Rows from a pointing dataset
——————

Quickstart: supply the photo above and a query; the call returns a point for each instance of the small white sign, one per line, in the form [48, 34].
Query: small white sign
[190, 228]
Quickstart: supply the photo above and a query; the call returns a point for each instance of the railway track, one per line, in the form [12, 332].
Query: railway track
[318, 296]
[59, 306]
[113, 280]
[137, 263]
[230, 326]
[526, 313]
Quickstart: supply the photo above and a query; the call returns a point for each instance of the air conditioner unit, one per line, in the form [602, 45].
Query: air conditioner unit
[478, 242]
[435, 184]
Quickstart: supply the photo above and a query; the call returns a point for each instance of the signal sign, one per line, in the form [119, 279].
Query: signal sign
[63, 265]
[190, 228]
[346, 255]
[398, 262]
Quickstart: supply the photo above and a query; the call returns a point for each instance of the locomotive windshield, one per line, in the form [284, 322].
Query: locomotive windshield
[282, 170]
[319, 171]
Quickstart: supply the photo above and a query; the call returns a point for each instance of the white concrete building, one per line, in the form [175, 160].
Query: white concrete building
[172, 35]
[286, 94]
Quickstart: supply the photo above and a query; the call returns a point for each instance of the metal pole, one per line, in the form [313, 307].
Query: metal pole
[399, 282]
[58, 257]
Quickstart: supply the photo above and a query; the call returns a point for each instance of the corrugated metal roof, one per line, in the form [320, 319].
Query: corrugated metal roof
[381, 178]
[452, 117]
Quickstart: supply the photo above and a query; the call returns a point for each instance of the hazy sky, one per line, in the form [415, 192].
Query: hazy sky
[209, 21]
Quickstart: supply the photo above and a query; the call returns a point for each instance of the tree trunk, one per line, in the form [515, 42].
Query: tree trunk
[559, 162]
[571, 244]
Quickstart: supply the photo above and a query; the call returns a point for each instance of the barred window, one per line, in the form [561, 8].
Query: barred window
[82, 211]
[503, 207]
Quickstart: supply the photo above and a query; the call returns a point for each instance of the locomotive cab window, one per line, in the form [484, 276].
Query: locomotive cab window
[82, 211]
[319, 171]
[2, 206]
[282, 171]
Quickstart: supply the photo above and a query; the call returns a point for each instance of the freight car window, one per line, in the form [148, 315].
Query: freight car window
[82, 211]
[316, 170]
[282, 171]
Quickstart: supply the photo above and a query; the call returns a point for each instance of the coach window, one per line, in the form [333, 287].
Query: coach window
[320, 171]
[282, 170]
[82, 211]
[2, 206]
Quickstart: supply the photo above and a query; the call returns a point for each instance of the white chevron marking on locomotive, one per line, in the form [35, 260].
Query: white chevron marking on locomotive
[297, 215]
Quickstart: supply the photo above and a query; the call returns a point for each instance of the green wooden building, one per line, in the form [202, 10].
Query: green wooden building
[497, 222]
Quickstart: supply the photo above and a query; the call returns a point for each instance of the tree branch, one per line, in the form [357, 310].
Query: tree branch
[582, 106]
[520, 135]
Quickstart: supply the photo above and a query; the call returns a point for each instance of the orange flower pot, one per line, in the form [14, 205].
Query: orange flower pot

——————

*WHAT IS BEING ASKED:* Reproduce the data above, replacing every "Quickstart" with "Usage" and leaving everything else unchanged.

*SOLUTION TO THIS PROBLEM:*
Usage: supply the photo above and a query; the call returns a point for each instance of the small white sign, one per line, in the form [48, 34].
Query: small white sign
[190, 228]
Usage: supply the photo above and a query; the call returns a point for each instance of the railway track, one per line, in the form [12, 332].
Query: railway track
[318, 296]
[59, 306]
[113, 280]
[137, 263]
[230, 326]
[526, 313]
Usage: supply the photo above and a query; the call returns a point for each instance of the air conditioner unit, one per line, in the form [602, 45].
Query: air conditioner unit
[478, 242]
[435, 184]
Usage: supply the photo above and a query; the call returns a point for each instance of the signal sign, one per line, in the form [119, 279].
Query: signal sign
[63, 265]
[190, 228]
[346, 255]
[398, 262]
Usage: supply the photo above and a query; the call returns a point for each instance of the locomotive windshield, one per line, in the form [284, 322].
Query: locomotive windshield
[282, 170]
[319, 171]
Usage: supply the photo above and a query; the call returns a point for each instance of the white concrete building, one per line, in the form [175, 160].
Query: white concrete building
[172, 35]
[286, 94]
Usage: supply the photo above and a query; the call returns a point for each instance of the metal pole, one per line, in the form [313, 307].
Query: metal pole
[399, 282]
[58, 257]
Usage: supply the photo above and a query; the call returns a point for each instance of the corrugated metal roof, one per line, in the form [320, 319].
Query: corrugated metal roof
[381, 178]
[452, 117]
Usage: supply the photo above and a query; the call returns a point for each instance of the hazy sky, one per line, in the form [415, 192].
Query: hazy sky
[209, 21]
Usage: supply the photo above and a query; the call returns a point for each instance of the tree trunk, one per line, in the form [515, 42].
Query: tree trunk
[559, 162]
[571, 244]
Usage: supply the photo above and a query; the call returns a point for each instance of the barred window, one per line, in the form [561, 8].
Query: barred window
[82, 211]
[503, 207]
Usage: supply the photo above and a query; the call returns a point for each instance of the locomotive cab window, one per line, in the form [484, 276].
Query: locomotive cab window
[82, 211]
[319, 171]
[2, 206]
[282, 171]
Usage: supply the photo above and a query; the call returns a point for each instance of the freight car window, one per line, in the form [148, 315].
Query: freight car window
[82, 211]
[316, 170]
[282, 171]
Usage: supply the photo above and a query; the call returns a point for each instance of the coach window, one per line, in the form [333, 287].
Query: coach window
[320, 171]
[282, 170]
[82, 211]
[2, 206]
Usage: supply the photo above and a query; the call returns a point for each instance of the white chevron marking on locomotive, one per line, in the form [35, 260].
Query: white chevron marking on locomotive
[297, 215]
Usage: supply the photo above and a query; the call returns a point for each instance of the green wooden building, one per line, in the form [202, 10].
Query: green wooden building
[497, 222]
Usage: supply the photo above and a query; the call returns a point for each instance of the tree branch, one per line, in the form [357, 310].
Query: tree branch
[582, 106]
[520, 135]
Usage: supply the photo above and a query; the call returns a point for each instance of the orange flower pot, one per line, in the form [14, 205].
Query: orange flower pot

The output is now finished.